• _指示と要件_
下にある粘着テープ貼付け装置の文章を、省かずに全文そのまま抜き出してください。

• _読む文章_

すなわち、ワークに対して粘着テープを貼り付ける粘着テープ貼付け装置であって、
前記ワークのうち被保持面を保持する保持テーブルと、
上ハウジングと下ハウジングとを有しており、前記保持テーブルを収納するチャンバと、
前記上ハウジングと前記下ハウジングによってシート材を挟み込むことによって、前記チャンバの内部空間を前記シート材で上空間と下空間とに区画させるチャンバ区画機構と、
前記シート材を供給する供給機構と、
前記シート材によって区画された前記上空間と前記下空間との間に圧力の差異を発生させ、前記圧力の差異によって形成された差圧で前記粘着テープを前記ワークに貼り付ける貼付け機構と、
を備え、
前記保持テーブルは、
剛体で構成されており前記ワークを支持する本体部と、
前記ワークが傾斜された状態で保持されることを防止する傾斜保持防止部を備える
ことを特徴とするものである。

• _記録データ_
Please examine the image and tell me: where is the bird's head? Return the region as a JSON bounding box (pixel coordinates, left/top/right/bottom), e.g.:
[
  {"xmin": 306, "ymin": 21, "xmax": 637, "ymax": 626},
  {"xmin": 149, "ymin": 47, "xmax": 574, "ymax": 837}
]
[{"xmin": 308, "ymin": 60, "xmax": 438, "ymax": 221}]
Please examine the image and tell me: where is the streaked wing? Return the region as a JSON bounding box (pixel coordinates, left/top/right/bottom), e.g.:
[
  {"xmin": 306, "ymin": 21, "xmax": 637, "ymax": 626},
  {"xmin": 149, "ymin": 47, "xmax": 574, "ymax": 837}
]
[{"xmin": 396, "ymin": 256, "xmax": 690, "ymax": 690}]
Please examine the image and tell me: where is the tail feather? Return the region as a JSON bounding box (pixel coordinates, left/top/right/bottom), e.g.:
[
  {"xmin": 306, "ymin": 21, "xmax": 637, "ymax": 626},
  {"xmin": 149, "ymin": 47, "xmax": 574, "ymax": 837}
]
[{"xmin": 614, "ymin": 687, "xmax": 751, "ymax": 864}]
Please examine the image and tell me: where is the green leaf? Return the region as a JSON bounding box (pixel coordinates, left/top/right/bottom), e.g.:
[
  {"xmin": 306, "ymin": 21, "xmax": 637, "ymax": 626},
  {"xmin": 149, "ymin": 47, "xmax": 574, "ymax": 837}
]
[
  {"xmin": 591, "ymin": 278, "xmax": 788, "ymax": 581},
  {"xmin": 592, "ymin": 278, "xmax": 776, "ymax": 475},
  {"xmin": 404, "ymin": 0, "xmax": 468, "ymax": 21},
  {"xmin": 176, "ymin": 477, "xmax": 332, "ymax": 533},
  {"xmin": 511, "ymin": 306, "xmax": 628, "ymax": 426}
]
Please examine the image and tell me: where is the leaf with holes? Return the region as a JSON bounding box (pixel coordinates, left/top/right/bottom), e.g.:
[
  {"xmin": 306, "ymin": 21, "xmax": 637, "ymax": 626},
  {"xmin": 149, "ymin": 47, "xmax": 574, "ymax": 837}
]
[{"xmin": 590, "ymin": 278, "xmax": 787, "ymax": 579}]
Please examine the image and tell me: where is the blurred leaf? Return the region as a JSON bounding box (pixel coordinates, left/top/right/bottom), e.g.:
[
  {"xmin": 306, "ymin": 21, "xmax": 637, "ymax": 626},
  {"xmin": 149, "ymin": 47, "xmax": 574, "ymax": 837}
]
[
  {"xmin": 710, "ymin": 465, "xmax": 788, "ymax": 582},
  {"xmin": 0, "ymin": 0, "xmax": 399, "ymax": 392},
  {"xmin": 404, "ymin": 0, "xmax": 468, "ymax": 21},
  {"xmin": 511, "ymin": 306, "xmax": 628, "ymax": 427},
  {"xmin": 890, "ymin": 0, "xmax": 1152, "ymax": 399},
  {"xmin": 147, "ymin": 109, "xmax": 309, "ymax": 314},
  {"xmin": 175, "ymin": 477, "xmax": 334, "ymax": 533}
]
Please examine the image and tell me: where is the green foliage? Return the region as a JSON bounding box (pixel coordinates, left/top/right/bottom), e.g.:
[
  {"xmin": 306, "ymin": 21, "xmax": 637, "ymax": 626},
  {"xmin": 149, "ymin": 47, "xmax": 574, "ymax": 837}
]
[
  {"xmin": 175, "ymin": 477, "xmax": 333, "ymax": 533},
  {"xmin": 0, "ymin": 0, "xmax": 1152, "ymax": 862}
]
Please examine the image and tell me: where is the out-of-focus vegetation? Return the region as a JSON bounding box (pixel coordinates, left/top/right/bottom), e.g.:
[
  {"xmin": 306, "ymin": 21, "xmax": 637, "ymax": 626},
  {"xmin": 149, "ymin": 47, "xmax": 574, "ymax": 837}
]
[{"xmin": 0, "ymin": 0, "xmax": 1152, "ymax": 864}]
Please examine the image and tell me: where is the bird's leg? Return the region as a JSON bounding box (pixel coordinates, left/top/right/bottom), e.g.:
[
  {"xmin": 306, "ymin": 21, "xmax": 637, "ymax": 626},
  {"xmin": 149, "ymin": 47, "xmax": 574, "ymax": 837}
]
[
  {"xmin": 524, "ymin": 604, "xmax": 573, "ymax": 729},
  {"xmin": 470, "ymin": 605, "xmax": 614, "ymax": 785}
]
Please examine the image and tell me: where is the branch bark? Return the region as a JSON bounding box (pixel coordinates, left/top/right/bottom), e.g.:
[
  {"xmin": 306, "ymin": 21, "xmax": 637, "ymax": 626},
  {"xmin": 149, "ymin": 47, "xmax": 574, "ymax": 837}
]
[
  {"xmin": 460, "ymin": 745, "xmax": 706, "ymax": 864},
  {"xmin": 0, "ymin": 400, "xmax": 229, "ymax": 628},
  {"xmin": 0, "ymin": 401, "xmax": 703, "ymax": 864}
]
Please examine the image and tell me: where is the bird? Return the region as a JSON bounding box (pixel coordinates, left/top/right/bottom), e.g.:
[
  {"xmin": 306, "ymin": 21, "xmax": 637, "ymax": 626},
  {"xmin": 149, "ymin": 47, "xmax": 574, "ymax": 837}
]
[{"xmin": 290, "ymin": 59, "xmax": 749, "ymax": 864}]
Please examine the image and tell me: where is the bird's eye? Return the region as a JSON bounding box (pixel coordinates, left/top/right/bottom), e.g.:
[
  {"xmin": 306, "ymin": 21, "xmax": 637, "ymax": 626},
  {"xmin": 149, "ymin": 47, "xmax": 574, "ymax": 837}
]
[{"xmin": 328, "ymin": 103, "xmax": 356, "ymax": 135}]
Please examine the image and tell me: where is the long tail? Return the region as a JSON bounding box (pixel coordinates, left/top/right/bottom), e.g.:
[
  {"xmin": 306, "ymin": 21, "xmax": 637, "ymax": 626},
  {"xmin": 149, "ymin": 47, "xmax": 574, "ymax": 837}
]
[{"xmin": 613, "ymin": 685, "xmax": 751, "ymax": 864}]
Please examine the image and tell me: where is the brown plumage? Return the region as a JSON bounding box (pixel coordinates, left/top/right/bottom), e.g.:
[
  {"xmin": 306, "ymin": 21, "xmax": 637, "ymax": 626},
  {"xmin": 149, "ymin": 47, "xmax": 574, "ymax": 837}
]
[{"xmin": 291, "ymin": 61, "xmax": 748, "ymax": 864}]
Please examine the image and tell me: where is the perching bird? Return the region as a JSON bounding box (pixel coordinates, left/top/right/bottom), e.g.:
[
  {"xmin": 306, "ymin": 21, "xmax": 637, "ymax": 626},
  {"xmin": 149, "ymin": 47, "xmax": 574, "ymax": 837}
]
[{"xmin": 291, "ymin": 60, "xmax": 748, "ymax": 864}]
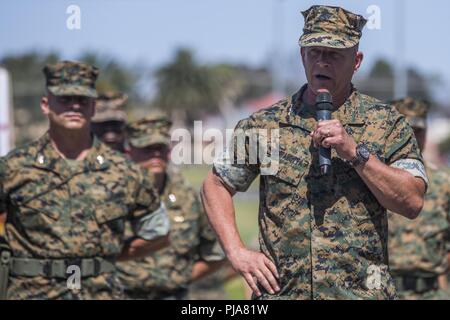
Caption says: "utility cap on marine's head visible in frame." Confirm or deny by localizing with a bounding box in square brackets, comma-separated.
[390, 97, 430, 129]
[43, 61, 99, 98]
[127, 111, 172, 148]
[299, 5, 367, 49]
[91, 91, 128, 123]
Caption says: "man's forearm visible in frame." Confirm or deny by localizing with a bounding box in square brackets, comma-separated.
[201, 172, 244, 256]
[117, 236, 170, 261]
[356, 156, 425, 219]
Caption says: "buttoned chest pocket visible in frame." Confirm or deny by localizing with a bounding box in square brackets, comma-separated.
[333, 158, 385, 225]
[262, 149, 309, 223]
[94, 201, 128, 235]
[8, 178, 64, 230]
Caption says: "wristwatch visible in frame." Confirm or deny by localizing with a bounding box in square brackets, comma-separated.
[348, 143, 370, 168]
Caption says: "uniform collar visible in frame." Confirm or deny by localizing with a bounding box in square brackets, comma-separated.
[34, 132, 110, 177]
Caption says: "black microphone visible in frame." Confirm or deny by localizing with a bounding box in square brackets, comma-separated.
[316, 89, 333, 175]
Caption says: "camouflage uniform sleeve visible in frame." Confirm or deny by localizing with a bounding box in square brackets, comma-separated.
[192, 191, 225, 261]
[0, 158, 6, 214]
[385, 108, 428, 186]
[130, 169, 170, 240]
[213, 119, 259, 192]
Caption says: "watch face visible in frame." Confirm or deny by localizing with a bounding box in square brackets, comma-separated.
[358, 145, 370, 160]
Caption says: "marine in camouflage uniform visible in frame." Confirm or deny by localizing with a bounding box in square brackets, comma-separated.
[91, 91, 128, 153]
[118, 112, 224, 300]
[389, 97, 450, 300]
[0, 61, 169, 299]
[202, 6, 427, 299]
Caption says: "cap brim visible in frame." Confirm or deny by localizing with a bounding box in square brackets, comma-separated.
[91, 112, 127, 122]
[47, 86, 98, 98]
[129, 135, 170, 148]
[299, 33, 359, 49]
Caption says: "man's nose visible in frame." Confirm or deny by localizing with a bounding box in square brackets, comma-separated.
[72, 101, 81, 110]
[317, 52, 330, 67]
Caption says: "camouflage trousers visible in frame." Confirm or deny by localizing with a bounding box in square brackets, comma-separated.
[8, 273, 124, 300]
[124, 288, 188, 300]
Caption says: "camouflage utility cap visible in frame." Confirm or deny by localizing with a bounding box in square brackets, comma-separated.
[391, 97, 430, 129]
[299, 6, 367, 49]
[43, 61, 99, 98]
[127, 111, 172, 148]
[92, 92, 128, 122]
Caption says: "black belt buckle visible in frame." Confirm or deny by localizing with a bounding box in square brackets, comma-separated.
[64, 258, 83, 274]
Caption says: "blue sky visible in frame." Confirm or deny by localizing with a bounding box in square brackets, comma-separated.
[0, 0, 450, 100]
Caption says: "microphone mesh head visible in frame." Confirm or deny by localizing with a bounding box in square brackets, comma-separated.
[316, 90, 333, 104]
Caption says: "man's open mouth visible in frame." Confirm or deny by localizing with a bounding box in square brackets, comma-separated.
[315, 74, 331, 80]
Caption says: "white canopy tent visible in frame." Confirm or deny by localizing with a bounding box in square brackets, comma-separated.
[0, 67, 14, 156]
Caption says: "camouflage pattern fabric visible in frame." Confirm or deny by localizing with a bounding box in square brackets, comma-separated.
[389, 165, 450, 299]
[91, 92, 128, 123]
[214, 85, 422, 299]
[0, 133, 160, 299]
[126, 111, 172, 148]
[390, 97, 430, 129]
[299, 5, 367, 49]
[118, 169, 224, 299]
[43, 61, 99, 98]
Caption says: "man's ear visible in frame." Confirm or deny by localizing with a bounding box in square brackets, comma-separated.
[353, 51, 364, 73]
[41, 96, 50, 115]
[300, 47, 306, 65]
[90, 99, 97, 118]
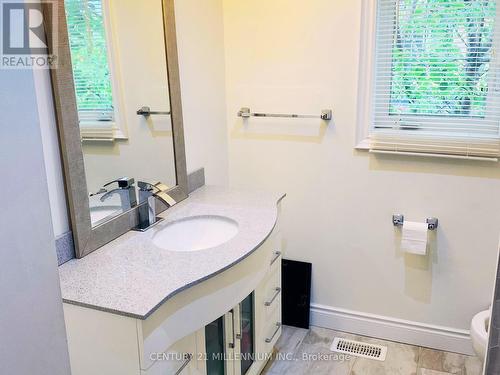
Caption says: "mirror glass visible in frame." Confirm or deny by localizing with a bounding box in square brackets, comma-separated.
[65, 0, 177, 226]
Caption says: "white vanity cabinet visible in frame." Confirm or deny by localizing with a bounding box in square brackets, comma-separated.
[64, 219, 282, 375]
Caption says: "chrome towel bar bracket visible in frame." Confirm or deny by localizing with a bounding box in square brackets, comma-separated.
[392, 215, 439, 230]
[137, 106, 170, 117]
[238, 107, 332, 121]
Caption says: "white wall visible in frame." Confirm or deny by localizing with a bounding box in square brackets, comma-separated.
[43, 0, 228, 236]
[175, 0, 228, 185]
[0, 69, 70, 375]
[224, 0, 500, 338]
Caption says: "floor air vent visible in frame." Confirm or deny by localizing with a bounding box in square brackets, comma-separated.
[330, 337, 387, 361]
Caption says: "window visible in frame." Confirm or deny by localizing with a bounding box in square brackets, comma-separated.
[65, 0, 125, 139]
[360, 0, 500, 159]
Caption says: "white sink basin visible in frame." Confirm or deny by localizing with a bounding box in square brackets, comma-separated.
[153, 216, 238, 251]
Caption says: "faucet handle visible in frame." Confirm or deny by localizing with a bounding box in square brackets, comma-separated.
[137, 181, 177, 207]
[137, 181, 170, 192]
[137, 181, 154, 191]
[103, 177, 135, 189]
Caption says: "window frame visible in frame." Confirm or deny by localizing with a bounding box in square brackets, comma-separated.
[355, 0, 500, 151]
[78, 0, 128, 142]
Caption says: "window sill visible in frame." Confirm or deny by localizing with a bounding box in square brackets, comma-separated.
[354, 138, 370, 151]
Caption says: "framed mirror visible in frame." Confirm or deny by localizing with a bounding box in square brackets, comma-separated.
[44, 0, 187, 258]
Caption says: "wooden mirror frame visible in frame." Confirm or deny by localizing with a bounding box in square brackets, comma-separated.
[42, 0, 188, 258]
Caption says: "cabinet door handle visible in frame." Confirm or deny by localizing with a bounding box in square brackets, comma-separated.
[234, 303, 243, 340]
[270, 251, 281, 266]
[264, 287, 281, 306]
[228, 310, 236, 349]
[174, 353, 193, 375]
[266, 323, 281, 344]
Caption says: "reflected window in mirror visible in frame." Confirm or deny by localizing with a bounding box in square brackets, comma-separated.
[65, 0, 125, 141]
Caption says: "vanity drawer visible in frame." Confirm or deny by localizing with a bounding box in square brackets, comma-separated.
[262, 319, 282, 353]
[268, 230, 283, 274]
[263, 272, 282, 317]
[141, 334, 197, 375]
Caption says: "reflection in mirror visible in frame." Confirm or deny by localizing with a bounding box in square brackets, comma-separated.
[65, 0, 176, 226]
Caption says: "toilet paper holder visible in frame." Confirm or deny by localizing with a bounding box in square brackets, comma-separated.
[392, 214, 439, 230]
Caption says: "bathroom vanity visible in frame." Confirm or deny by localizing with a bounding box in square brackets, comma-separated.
[60, 186, 283, 375]
[46, 0, 283, 375]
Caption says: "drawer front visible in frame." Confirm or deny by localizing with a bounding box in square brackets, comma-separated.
[142, 334, 196, 375]
[262, 316, 282, 353]
[263, 272, 282, 320]
[269, 231, 283, 274]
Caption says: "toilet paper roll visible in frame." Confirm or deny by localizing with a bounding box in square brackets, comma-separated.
[401, 220, 428, 255]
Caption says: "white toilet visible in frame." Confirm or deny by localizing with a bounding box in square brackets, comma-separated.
[470, 309, 490, 361]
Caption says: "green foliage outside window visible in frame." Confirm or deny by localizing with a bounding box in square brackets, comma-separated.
[389, 0, 496, 117]
[65, 0, 113, 114]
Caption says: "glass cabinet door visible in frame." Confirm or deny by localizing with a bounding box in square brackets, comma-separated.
[205, 317, 226, 375]
[238, 293, 255, 375]
[205, 293, 255, 375]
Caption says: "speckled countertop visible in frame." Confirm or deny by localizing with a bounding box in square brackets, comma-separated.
[59, 186, 284, 319]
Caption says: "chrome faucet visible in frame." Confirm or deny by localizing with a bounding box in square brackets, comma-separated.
[99, 177, 137, 210]
[134, 181, 177, 231]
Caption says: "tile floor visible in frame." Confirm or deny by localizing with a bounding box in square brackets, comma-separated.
[263, 326, 482, 375]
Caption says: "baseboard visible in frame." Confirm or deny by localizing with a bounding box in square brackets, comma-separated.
[311, 304, 474, 355]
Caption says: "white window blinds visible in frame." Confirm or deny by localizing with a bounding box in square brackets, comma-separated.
[64, 0, 114, 125]
[370, 0, 500, 158]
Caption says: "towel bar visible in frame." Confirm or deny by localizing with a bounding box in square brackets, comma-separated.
[238, 107, 332, 121]
[392, 214, 439, 230]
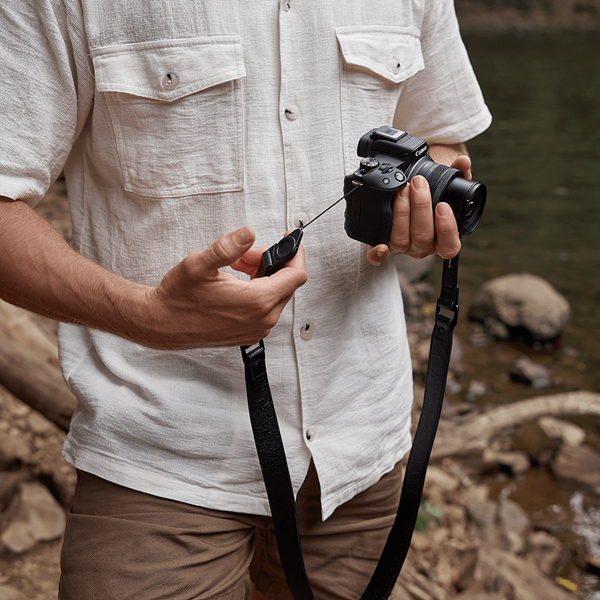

• _解答_
すなわち、ワークに対して粘着テープを貼り付ける粘着テープ貼付け装置であって、
前記ワークのうち被保持面を保持する保持テーブルと、
上ハウジングと下ハウジングとを有しており、前記保持テーブルを収納するチャンバと、
前記上ハウジングと前記下ハウジングによってシート材を挟み込むことによって、前記チャンバの内部空間を前記シート材で上空間と下空間とに区画させるチャンバ区画機構と、
前記シート材を供給する供給機構と、
前記シート材によって区画された前記上空間と前記下空間との間に圧力の差異を発生させ、前記圧力の差異によって形成された差圧で前記粘着テープを前記ワークに貼り付ける貼付け機構と、
を備え、
前記保持テーブルは、
剛体で構成されており前記ワークを支持する本体部と、
前記ワークが傾斜された状態で保持されることを防止する傾斜保持防止部を備える
ことを特徴とするものである。